Collected data entries:

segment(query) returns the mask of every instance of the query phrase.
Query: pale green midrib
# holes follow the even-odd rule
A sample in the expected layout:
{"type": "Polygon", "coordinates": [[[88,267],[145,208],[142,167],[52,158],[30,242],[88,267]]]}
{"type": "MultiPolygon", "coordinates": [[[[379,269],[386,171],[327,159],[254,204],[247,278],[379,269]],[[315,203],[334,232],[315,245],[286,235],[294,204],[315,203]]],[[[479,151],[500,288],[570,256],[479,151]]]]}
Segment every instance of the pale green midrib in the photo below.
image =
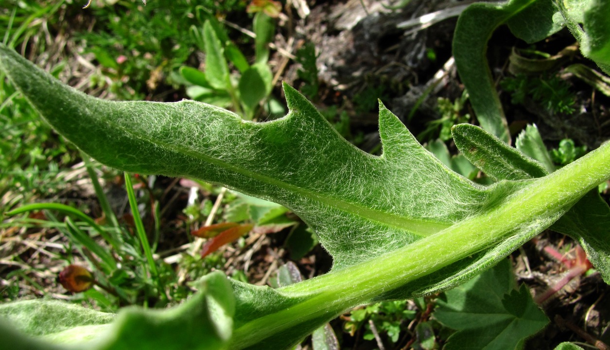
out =
{"type": "MultiPolygon", "coordinates": [[[[108,102],[109,101],[105,102],[108,102]]],[[[121,102],[110,103],[114,104],[121,102]]],[[[207,156],[196,150],[188,150],[178,145],[167,143],[152,138],[145,137],[142,134],[136,133],[123,125],[117,124],[114,121],[107,120],[105,121],[105,122],[112,127],[122,130],[126,133],[129,134],[133,139],[140,139],[154,145],[160,145],[165,149],[176,152],[178,154],[185,154],[200,161],[212,164],[219,167],[228,169],[236,173],[253,178],[263,183],[269,184],[276,187],[296,193],[306,198],[314,199],[322,204],[336,208],[348,214],[362,217],[382,225],[393,226],[400,230],[406,230],[421,237],[427,237],[431,234],[436,233],[451,226],[453,223],[449,222],[436,222],[423,219],[405,217],[392,213],[371,209],[356,203],[334,198],[332,196],[321,195],[318,192],[298,187],[284,181],[278,180],[276,178],[247,168],[234,166],[218,158],[207,156]]]]}

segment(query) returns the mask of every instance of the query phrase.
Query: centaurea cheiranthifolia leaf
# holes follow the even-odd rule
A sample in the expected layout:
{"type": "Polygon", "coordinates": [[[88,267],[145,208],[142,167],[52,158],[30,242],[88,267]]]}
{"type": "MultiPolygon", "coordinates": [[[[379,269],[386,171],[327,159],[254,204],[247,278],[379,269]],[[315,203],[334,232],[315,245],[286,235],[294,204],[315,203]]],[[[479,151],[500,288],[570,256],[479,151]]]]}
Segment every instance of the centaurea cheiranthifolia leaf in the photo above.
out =
{"type": "Polygon", "coordinates": [[[285,85],[288,115],[253,123],[191,101],[95,99],[1,45],[0,69],[100,162],[221,184],[282,204],[315,230],[334,259],[329,273],[278,289],[231,281],[232,350],[289,349],[354,306],[455,285],[610,177],[609,145],[540,179],[479,185],[443,165],[382,105],[383,153],[373,156],[285,85]]]}

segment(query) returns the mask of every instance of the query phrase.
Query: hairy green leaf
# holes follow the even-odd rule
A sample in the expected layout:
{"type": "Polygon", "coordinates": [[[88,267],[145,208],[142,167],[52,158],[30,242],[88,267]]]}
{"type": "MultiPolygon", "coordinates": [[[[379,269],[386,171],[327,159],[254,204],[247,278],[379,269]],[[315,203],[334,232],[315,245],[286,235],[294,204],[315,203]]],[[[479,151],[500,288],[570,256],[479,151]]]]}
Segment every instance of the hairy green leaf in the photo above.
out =
{"type": "Polygon", "coordinates": [[[573,343],[564,341],[555,348],[554,350],[584,350],[573,343]]]}
{"type": "Polygon", "coordinates": [[[583,0],[558,4],[565,24],[580,43],[583,54],[610,75],[610,23],[608,20],[610,3],[606,0],[583,0]]]}
{"type": "Polygon", "coordinates": [[[382,105],[383,153],[373,156],[287,86],[289,114],[254,123],[191,101],[95,99],[2,46],[0,69],[58,131],[101,162],[222,184],[284,205],[315,230],[334,256],[331,273],[278,289],[231,281],[235,350],[289,348],[356,305],[454,286],[610,177],[606,145],[540,179],[477,184],[426,151],[382,105]]]}
{"type": "Polygon", "coordinates": [[[508,259],[445,295],[434,317],[458,330],[447,340],[447,350],[522,349],[526,338],[548,323],[527,287],[515,289],[508,259]]]}
{"type": "Polygon", "coordinates": [[[525,155],[540,162],[548,172],[555,171],[555,166],[551,159],[551,155],[548,154],[535,124],[528,124],[525,127],[525,130],[517,136],[515,147],[525,155]]]}
{"type": "Polygon", "coordinates": [[[48,343],[33,342],[15,332],[38,335],[39,340],[95,350],[221,350],[232,332],[235,301],[224,274],[208,275],[199,282],[199,292],[173,309],[126,308],[117,315],[89,310],[64,302],[32,300],[0,306],[3,339],[18,339],[12,349],[44,350],[48,343]],[[114,322],[110,323],[110,321],[114,322]]]}
{"type": "Polygon", "coordinates": [[[206,43],[206,78],[207,82],[215,89],[230,89],[229,66],[224,58],[224,48],[209,21],[203,25],[203,37],[206,43]]]}

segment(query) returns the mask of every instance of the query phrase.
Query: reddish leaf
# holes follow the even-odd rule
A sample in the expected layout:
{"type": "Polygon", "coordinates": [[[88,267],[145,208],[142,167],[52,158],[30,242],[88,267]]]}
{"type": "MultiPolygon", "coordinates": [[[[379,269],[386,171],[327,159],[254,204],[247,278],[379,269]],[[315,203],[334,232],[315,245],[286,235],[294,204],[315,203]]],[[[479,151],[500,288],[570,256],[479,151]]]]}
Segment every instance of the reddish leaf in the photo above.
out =
{"type": "Polygon", "coordinates": [[[93,285],[93,276],[86,268],[68,265],[59,273],[59,282],[73,293],[84,292],[93,285]]]}
{"type": "Polygon", "coordinates": [[[232,228],[239,225],[236,222],[223,222],[222,223],[215,223],[209,226],[205,226],[201,228],[193,231],[191,234],[195,237],[201,238],[212,238],[216,237],[223,231],[226,231],[229,228],[232,228]]]}
{"type": "Polygon", "coordinates": [[[206,242],[201,251],[201,257],[205,257],[210,253],[216,251],[219,248],[228,243],[233,242],[249,232],[254,225],[251,223],[245,223],[235,227],[232,227],[220,233],[218,236],[211,238],[206,242]]]}

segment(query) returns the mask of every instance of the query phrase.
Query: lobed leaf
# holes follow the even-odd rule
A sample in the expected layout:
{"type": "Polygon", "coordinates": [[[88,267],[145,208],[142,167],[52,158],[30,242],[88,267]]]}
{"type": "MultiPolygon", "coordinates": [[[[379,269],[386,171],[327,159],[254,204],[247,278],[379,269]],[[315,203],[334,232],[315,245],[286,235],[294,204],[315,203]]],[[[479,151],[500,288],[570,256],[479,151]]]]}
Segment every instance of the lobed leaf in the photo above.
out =
{"type": "Polygon", "coordinates": [[[504,259],[493,269],[445,292],[434,317],[458,331],[447,350],[522,349],[525,340],[542,329],[548,319],[525,285],[515,289],[512,267],[504,259]]]}
{"type": "Polygon", "coordinates": [[[117,315],[51,300],[5,304],[0,306],[0,335],[13,343],[10,348],[18,349],[225,349],[235,312],[229,282],[216,272],[204,278],[199,287],[199,293],[178,307],[132,307],[117,315]],[[38,337],[31,339],[21,332],[38,337]]]}
{"type": "Polygon", "coordinates": [[[222,184],[285,205],[315,230],[334,256],[331,273],[277,290],[231,281],[232,295],[224,291],[235,300],[228,346],[235,350],[287,349],[356,305],[453,287],[610,177],[609,146],[540,180],[477,184],[422,147],[382,105],[383,153],[373,156],[285,85],[289,114],[253,123],[191,101],[90,97],[2,46],[0,69],[59,132],[101,163],[222,184]],[[556,191],[562,186],[570,190],[556,191]]]}
{"type": "Polygon", "coordinates": [[[253,123],[192,101],[94,99],[13,51],[0,55],[3,70],[41,115],[100,162],[203,179],[282,204],[315,230],[334,269],[438,232],[514,189],[486,188],[451,172],[382,105],[384,154],[375,156],[343,139],[288,86],[289,114],[253,123]]]}

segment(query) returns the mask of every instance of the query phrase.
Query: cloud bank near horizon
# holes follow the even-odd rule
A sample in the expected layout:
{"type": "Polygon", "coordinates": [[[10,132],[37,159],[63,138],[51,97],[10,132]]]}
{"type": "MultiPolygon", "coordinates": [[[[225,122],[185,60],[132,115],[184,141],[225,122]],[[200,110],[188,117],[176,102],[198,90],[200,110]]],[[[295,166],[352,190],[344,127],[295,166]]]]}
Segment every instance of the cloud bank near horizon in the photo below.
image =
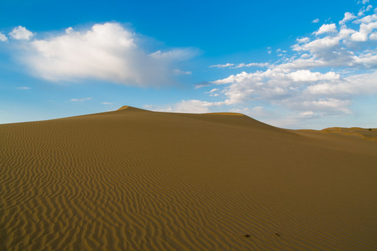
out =
{"type": "Polygon", "coordinates": [[[289,123],[353,114],[350,107],[353,98],[377,94],[377,15],[365,15],[371,10],[370,6],[363,7],[357,16],[346,13],[337,24],[323,24],[311,35],[297,38],[288,55],[280,55],[274,63],[228,62],[210,66],[262,69],[210,82],[216,86],[215,91],[206,93],[218,97],[216,101],[182,100],[170,110],[182,112],[188,109],[182,106],[192,105],[193,112],[209,112],[210,107],[225,106],[253,115],[250,104],[259,102],[288,111],[289,123]]]}

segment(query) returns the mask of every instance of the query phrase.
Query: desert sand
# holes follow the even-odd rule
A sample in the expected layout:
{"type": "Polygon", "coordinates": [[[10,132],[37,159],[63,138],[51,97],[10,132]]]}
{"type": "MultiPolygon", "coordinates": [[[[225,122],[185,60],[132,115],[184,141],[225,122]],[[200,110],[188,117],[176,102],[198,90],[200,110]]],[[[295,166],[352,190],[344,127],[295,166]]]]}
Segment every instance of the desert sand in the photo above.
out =
{"type": "Polygon", "coordinates": [[[131,107],[0,125],[0,250],[376,250],[368,129],[131,107]]]}

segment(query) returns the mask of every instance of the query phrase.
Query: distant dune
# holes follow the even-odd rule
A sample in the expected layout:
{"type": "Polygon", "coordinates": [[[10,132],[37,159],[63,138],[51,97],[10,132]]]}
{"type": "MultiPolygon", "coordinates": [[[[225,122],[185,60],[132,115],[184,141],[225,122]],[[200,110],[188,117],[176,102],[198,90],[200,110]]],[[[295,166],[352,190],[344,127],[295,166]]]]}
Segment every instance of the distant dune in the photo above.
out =
{"type": "Polygon", "coordinates": [[[0,125],[0,250],[376,250],[376,139],[131,107],[0,125]]]}

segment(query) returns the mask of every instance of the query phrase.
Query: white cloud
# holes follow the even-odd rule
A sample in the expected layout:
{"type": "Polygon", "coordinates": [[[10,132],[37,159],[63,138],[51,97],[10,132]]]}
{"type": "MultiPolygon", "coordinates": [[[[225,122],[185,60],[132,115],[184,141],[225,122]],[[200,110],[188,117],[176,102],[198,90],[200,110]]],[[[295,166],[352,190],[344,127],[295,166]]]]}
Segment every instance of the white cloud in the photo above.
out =
{"type": "Polygon", "coordinates": [[[263,102],[292,111],[285,117],[290,125],[299,119],[353,114],[353,98],[377,95],[377,45],[366,43],[377,40],[377,15],[359,18],[348,13],[339,30],[334,24],[325,24],[313,38],[298,38],[293,54],[267,70],[212,82],[218,86],[216,93],[222,94],[220,102],[230,106],[263,102]],[[355,29],[347,27],[350,20],[355,29]],[[316,37],[318,34],[325,36],[316,37]]]}
{"type": "Polygon", "coordinates": [[[50,81],[99,79],[134,86],[158,86],[175,82],[180,61],[195,56],[193,49],[146,53],[137,35],[114,22],[94,24],[28,44],[22,60],[37,76],[50,81]]]}
{"type": "Polygon", "coordinates": [[[168,107],[145,105],[144,107],[158,112],[183,112],[183,113],[207,113],[209,107],[223,105],[223,102],[207,102],[198,100],[182,100],[168,107]]]}
{"type": "Polygon", "coordinates": [[[87,100],[91,100],[91,99],[92,99],[91,97],[82,98],[71,98],[71,101],[73,101],[73,102],[84,102],[84,101],[87,101],[87,100]]]}
{"type": "Polygon", "coordinates": [[[242,67],[253,67],[253,66],[258,66],[258,67],[268,67],[270,64],[268,63],[241,63],[238,65],[232,67],[233,69],[240,68],[242,67]]]}
{"type": "Polygon", "coordinates": [[[0,41],[1,41],[1,42],[8,41],[8,38],[6,37],[6,36],[5,36],[4,34],[3,34],[1,32],[0,32],[0,41]]]}
{"type": "Polygon", "coordinates": [[[367,41],[371,31],[376,29],[377,22],[361,24],[360,31],[352,34],[351,39],[353,41],[367,41]]]}
{"type": "Polygon", "coordinates": [[[346,24],[347,22],[353,20],[356,18],[357,18],[357,17],[356,17],[353,13],[346,12],[346,13],[344,13],[344,18],[342,20],[339,21],[339,24],[343,25],[346,24]]]}
{"type": "Polygon", "coordinates": [[[31,31],[28,31],[25,27],[19,26],[14,28],[13,30],[9,33],[9,36],[13,39],[29,40],[34,36],[34,34],[31,31]]]}
{"type": "Polygon", "coordinates": [[[313,33],[316,36],[320,35],[320,34],[325,34],[325,33],[337,33],[338,31],[337,30],[337,24],[323,24],[320,27],[320,29],[314,32],[313,33]]]}
{"type": "Polygon", "coordinates": [[[227,68],[227,67],[230,67],[233,66],[234,66],[234,63],[227,63],[225,64],[216,64],[216,65],[210,66],[209,68],[216,67],[216,68],[227,68]]]}
{"type": "Polygon", "coordinates": [[[297,41],[298,43],[309,43],[309,41],[310,41],[310,38],[297,38],[297,41]]]}
{"type": "Polygon", "coordinates": [[[329,72],[322,74],[318,72],[312,73],[309,70],[300,70],[287,75],[294,82],[309,82],[318,80],[333,80],[339,79],[340,75],[334,72],[329,72]]]}
{"type": "Polygon", "coordinates": [[[188,71],[184,71],[184,70],[181,70],[179,69],[175,69],[173,70],[173,72],[174,72],[174,74],[175,75],[191,75],[192,73],[189,70],[188,71]]]}

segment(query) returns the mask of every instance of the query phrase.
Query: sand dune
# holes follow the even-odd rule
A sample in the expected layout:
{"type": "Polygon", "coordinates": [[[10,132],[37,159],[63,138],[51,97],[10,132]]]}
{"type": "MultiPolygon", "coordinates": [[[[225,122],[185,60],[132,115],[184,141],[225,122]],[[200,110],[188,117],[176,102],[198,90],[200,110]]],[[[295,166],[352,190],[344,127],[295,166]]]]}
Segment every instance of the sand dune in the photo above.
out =
{"type": "Polygon", "coordinates": [[[377,249],[375,129],[232,115],[0,125],[0,250],[377,249]]]}

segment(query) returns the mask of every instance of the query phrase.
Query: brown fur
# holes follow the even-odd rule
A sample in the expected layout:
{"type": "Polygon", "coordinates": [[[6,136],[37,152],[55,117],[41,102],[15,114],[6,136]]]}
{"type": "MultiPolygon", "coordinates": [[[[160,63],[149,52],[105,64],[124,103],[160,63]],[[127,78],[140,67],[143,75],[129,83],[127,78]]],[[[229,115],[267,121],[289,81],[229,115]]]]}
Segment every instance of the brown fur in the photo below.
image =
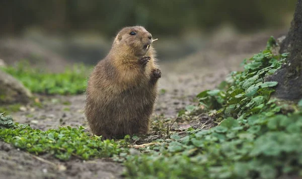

*REQUIREMENT:* Locate every line in the items that contains the word "hairy" and copy each of those lines. The match is case-sensitive.

*SOLUTION:*
Query: hairy green leaf
Segment every instance of the hairy green leaf in the photo above.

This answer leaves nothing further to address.